Low Vitamin B12 and Leptin: Link to Metabolic Risk in Next Generation?

Becky McCall

November 17, 2016

Vitamin B12 deficiency during pregnancy may predispose children to metabolic problems such as type 2 diabetes in the future, suggests new research presented at the recent UK Society for Endocrinology Annual Conference in Brighton.

Specifically, the researchers found that babies born to mothers with B12 deficiency had higher-than-normal leptin levels. This suggests that maternal B12 deficiency can adversely program the leptin gene, changing the levels at which the hormone is produced while the fetus grows.

Leptin is the hormone that signals satiety after eating, and high levels have previously been found in obese people. This can eventually result in leptin resistance, continued overeating, and an increased risk of insulin resistance, which can in turn lead to type 2 diabetes.

"This is the first time that maternal B12 has been linked to leptin, a metabolic risk factor, which is either derived from the placenta or the fetus's own fat cells," senior author Ponusammy Saravanan, PhD, FRCP, associate clinical professor at the University of Warwick, United Kingdom, told Medscape Medical News.

[Dataset entries]
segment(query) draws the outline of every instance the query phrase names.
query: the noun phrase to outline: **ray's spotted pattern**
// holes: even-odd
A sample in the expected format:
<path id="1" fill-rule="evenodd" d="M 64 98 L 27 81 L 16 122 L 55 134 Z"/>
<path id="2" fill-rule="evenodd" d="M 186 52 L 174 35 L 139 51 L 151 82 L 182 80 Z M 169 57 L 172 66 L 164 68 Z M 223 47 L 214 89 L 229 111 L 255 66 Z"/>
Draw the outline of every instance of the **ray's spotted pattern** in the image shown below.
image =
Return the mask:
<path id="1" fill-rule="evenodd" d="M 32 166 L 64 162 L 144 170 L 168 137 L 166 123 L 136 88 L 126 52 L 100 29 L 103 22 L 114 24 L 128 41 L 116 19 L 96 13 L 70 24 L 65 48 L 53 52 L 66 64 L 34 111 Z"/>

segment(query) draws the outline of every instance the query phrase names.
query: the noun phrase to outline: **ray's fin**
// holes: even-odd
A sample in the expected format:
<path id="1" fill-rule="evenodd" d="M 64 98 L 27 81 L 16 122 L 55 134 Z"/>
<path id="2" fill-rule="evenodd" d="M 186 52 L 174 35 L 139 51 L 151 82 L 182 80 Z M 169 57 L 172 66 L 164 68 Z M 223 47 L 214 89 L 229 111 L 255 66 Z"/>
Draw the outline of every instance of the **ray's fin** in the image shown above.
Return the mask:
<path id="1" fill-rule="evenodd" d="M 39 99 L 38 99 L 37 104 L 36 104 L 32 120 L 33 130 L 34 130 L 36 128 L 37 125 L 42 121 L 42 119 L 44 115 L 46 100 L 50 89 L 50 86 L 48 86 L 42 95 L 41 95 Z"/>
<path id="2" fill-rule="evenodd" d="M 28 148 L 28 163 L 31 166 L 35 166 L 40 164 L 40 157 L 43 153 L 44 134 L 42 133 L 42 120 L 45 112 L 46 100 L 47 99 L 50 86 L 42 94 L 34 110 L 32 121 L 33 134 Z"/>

**TASK DIRECTIONS:**
Answer these questions from the article on vitamin B12 and leptin:
(a) At which conference was the new research presented?
(b) What leptin levels did the researchers find in babies born to mothers with B12 deficiency?
(c) At which university is Ponusammy Saravanan an associate clinical professor?

**SOLUTION TO THE PROBLEM:**
(a) The UK Society for Endocrinology Annual Conference in Brighton.
(b) Higher-than-normal leptin levels.
(c) The University of Warwick, United Kingdom.